| WRITTEN PROBLEM |
Copy the material starting at the line containing "Provide one point per instance of the blurred crowd" and ending at the line containing "[(221, 162)]", swapping "player's mouth" for "player's chin" and leaving everything else unchanged.

(Object point labels)

○ ○ ○ ○

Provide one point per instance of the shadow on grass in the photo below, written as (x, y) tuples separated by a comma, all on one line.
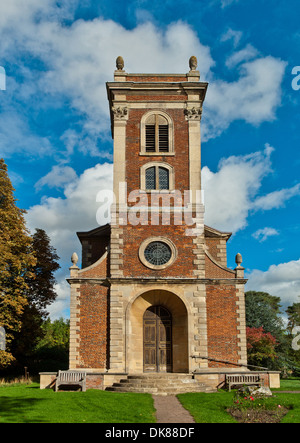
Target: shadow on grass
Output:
[(19, 410)]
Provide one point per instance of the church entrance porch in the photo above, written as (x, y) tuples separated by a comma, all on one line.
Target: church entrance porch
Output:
[(157, 334), (157, 329)]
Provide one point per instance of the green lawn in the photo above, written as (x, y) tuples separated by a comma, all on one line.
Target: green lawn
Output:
[(29, 404)]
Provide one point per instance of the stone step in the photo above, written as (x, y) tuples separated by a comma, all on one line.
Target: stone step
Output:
[(160, 383), (167, 390)]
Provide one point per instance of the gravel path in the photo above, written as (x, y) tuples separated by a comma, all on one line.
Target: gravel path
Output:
[(169, 410)]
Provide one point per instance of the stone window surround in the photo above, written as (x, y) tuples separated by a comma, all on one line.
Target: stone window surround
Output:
[(149, 240), (161, 165), (143, 133)]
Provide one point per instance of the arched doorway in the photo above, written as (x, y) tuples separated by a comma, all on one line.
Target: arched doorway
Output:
[(157, 340), (135, 313)]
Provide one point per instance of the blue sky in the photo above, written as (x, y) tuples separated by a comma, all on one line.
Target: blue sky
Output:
[(55, 129)]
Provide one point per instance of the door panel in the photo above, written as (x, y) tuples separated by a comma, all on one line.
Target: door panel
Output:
[(157, 340)]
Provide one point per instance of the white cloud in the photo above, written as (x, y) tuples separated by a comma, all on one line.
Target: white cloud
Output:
[(230, 192), (80, 58), (263, 234), (58, 177), (61, 217), (231, 34), (17, 137), (282, 280), (225, 3), (276, 199), (254, 97), (246, 54)]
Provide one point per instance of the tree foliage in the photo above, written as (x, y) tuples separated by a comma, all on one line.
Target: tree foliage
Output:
[(260, 346), (16, 263)]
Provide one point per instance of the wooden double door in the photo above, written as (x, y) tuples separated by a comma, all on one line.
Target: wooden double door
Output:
[(157, 327)]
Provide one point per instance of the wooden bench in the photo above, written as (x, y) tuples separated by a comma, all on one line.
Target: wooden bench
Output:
[(71, 378), (241, 380)]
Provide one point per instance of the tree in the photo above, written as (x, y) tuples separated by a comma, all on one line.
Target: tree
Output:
[(293, 313), (16, 263), (260, 346), (40, 294), (52, 351), (263, 310)]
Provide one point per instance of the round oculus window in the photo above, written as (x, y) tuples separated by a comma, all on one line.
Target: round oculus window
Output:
[(158, 253)]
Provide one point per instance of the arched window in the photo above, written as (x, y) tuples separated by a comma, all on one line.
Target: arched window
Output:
[(157, 176), (156, 134)]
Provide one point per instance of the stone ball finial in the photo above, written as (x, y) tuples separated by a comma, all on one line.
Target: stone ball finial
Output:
[(120, 63), (238, 259), (193, 63), (74, 259)]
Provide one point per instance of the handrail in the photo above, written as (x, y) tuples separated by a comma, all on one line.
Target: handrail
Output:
[(229, 362)]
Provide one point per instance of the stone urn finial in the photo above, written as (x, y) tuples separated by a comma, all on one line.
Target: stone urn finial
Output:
[(238, 259), (74, 259), (120, 63), (193, 63)]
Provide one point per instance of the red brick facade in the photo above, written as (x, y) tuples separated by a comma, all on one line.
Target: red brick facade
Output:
[(115, 287)]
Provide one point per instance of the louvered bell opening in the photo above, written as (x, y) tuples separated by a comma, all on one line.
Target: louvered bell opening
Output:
[(150, 138), (163, 138), (163, 178), (150, 178)]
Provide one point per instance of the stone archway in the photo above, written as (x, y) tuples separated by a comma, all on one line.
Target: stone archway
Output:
[(135, 333)]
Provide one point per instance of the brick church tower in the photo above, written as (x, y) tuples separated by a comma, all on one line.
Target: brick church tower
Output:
[(154, 293)]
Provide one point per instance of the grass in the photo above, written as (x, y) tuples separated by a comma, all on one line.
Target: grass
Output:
[(21, 403)]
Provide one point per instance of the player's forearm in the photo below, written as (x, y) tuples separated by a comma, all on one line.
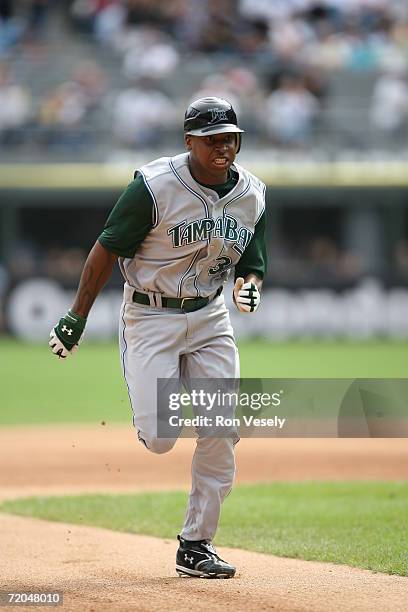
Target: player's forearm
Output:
[(253, 278), (97, 270)]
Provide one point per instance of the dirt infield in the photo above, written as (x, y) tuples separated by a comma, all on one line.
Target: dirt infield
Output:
[(101, 570)]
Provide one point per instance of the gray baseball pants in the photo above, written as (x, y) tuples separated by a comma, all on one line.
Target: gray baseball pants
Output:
[(168, 343)]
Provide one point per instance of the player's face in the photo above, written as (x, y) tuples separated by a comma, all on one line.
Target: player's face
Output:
[(211, 156)]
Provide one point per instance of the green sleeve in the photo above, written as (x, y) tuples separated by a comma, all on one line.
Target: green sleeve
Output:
[(130, 220), (253, 260)]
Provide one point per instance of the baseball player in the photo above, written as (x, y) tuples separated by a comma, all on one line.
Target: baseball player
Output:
[(178, 230)]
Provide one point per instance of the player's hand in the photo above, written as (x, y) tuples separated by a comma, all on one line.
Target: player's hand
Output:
[(246, 296), (67, 334)]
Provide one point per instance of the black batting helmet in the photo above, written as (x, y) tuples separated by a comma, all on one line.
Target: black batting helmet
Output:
[(208, 116)]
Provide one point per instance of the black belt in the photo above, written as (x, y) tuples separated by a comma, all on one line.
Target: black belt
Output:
[(186, 304)]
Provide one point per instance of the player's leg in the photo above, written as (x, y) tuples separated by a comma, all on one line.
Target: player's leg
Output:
[(213, 355), (149, 347)]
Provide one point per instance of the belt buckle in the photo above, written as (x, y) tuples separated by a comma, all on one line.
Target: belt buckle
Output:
[(183, 300)]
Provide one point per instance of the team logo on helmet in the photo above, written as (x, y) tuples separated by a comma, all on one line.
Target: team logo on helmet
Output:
[(218, 114)]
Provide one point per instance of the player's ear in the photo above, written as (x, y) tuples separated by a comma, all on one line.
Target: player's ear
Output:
[(187, 141)]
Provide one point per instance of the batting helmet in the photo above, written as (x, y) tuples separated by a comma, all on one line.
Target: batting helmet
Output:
[(208, 116)]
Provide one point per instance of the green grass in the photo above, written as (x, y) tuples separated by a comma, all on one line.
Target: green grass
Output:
[(36, 388), (358, 524)]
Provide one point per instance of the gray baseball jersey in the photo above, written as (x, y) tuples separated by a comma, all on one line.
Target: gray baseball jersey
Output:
[(178, 238), (194, 237)]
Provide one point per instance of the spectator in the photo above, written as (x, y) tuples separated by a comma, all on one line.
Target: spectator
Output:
[(62, 116), (15, 108), (11, 27), (389, 105), (150, 54), (140, 115), (290, 111)]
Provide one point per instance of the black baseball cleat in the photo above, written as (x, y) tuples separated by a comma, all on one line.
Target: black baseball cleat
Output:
[(199, 558)]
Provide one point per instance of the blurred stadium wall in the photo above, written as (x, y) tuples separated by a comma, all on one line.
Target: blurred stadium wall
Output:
[(90, 90)]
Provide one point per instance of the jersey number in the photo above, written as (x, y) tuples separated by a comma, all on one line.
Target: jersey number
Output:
[(222, 265)]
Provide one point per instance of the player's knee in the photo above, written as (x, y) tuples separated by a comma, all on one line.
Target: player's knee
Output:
[(158, 445)]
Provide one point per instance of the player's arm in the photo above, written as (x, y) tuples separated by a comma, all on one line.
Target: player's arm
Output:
[(66, 335), (126, 227), (250, 271)]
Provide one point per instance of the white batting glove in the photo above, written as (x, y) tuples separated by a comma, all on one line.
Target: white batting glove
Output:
[(58, 348), (247, 296), (67, 334)]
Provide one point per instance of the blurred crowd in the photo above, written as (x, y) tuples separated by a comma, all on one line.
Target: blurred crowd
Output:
[(142, 61)]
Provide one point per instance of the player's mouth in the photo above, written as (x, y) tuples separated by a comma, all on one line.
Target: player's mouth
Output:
[(221, 162)]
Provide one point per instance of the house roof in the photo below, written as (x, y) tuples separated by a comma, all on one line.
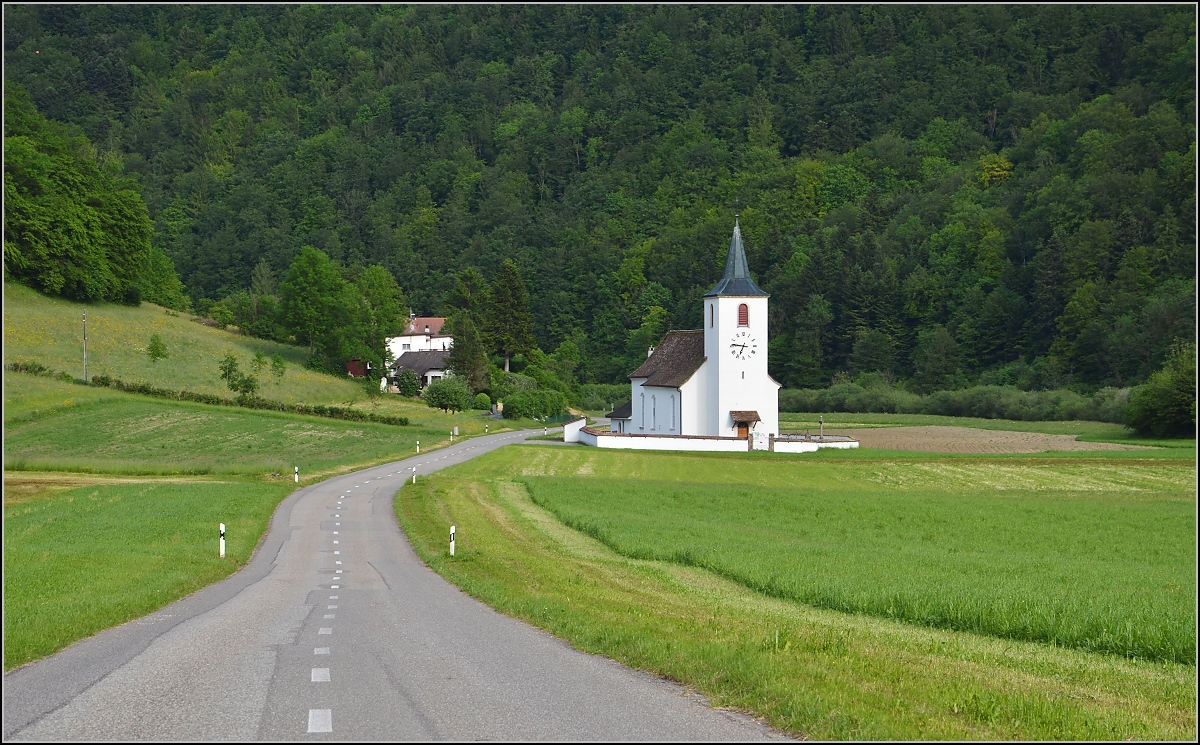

○ ○ ○ ○

| COMPLETE RESPONSE |
Provide one point per instance of the blurred crowd in the photo above, written as (x, y) tuples separated by a comma, all on one line.
Target: blurred crowd
Output:
[(142, 61)]
Provide one point per instance of the player's chin in the photo above, written as (x, y) tuples separated by a comma, all on one line.
Target: player's chin
Output:
[(221, 162)]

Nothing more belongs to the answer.